Range to reproduce from the entries below: the line with "misty hill range", the line with "sky with scattered", and every line in between. Give them exactly and give nothing else.

▶ _Stored items_:
Start of Block

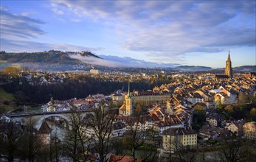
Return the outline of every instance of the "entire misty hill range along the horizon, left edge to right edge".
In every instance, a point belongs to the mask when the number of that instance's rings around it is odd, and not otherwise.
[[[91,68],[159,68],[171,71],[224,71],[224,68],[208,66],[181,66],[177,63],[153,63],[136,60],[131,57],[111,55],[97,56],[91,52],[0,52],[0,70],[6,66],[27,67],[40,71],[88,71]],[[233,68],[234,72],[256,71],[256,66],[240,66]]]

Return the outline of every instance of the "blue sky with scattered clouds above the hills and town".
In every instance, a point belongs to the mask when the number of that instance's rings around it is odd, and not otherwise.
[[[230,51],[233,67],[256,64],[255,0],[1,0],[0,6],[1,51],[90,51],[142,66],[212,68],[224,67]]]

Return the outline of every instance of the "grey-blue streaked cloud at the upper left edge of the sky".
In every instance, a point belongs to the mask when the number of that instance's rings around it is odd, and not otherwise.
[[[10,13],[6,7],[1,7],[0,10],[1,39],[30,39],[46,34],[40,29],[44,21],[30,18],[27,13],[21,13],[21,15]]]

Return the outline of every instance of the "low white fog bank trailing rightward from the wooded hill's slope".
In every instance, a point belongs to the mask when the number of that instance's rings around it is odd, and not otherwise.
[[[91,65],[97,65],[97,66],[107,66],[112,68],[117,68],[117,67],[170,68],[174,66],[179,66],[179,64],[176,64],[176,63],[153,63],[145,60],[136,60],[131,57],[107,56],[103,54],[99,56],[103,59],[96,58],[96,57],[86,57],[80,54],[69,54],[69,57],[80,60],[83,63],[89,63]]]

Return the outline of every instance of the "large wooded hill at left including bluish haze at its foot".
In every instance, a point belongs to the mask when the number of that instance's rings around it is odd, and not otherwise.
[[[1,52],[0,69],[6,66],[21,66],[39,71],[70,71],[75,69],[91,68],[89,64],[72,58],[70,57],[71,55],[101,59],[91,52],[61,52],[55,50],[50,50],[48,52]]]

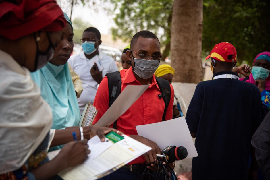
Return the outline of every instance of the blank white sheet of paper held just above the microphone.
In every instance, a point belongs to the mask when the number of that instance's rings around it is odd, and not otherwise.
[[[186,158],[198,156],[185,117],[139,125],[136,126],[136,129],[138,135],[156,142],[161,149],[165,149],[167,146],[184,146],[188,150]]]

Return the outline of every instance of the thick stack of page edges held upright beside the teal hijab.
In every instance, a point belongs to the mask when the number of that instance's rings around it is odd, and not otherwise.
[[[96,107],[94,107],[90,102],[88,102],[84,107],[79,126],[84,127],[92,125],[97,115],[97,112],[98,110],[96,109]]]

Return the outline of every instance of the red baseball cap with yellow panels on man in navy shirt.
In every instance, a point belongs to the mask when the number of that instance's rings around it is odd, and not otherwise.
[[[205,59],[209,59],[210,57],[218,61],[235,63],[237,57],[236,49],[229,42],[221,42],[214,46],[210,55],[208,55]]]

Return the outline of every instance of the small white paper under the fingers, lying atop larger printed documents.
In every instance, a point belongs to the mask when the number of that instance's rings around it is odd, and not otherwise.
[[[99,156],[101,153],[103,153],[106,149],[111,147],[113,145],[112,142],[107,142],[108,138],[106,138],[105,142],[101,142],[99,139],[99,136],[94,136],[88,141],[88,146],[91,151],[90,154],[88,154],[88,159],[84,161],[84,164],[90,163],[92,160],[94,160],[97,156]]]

End of Block
Start of Block

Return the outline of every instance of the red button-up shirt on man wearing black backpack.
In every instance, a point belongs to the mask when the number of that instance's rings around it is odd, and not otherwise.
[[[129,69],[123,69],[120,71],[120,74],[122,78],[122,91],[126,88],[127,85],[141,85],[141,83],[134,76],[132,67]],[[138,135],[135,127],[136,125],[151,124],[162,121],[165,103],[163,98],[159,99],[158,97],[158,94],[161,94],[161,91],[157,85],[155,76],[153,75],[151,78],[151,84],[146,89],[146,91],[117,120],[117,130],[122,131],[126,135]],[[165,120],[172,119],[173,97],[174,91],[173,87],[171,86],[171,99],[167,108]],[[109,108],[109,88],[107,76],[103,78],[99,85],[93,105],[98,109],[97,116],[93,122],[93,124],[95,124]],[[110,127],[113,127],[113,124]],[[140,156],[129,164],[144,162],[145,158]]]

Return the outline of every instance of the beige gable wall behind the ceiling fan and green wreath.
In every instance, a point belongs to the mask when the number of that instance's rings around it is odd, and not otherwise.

End of Block

▶ _Written response_:
Return the outline of every instance of the "entire misty hill range along the horizon, left edge to right edge".
In every instance, a point belongs to the mask when the number of that instance's rings around it is odd, and not otherwise.
[[[91,68],[159,68],[171,71],[224,71],[224,68],[208,66],[181,66],[177,63],[153,63],[136,60],[131,57],[111,55],[97,56],[91,52],[0,52],[0,70],[6,66],[27,67],[40,71],[88,71]],[[233,68],[234,72],[256,71],[256,66],[240,66]]]

Return the outline of every instance of the "blue sky with scattered clouds above the hills and town".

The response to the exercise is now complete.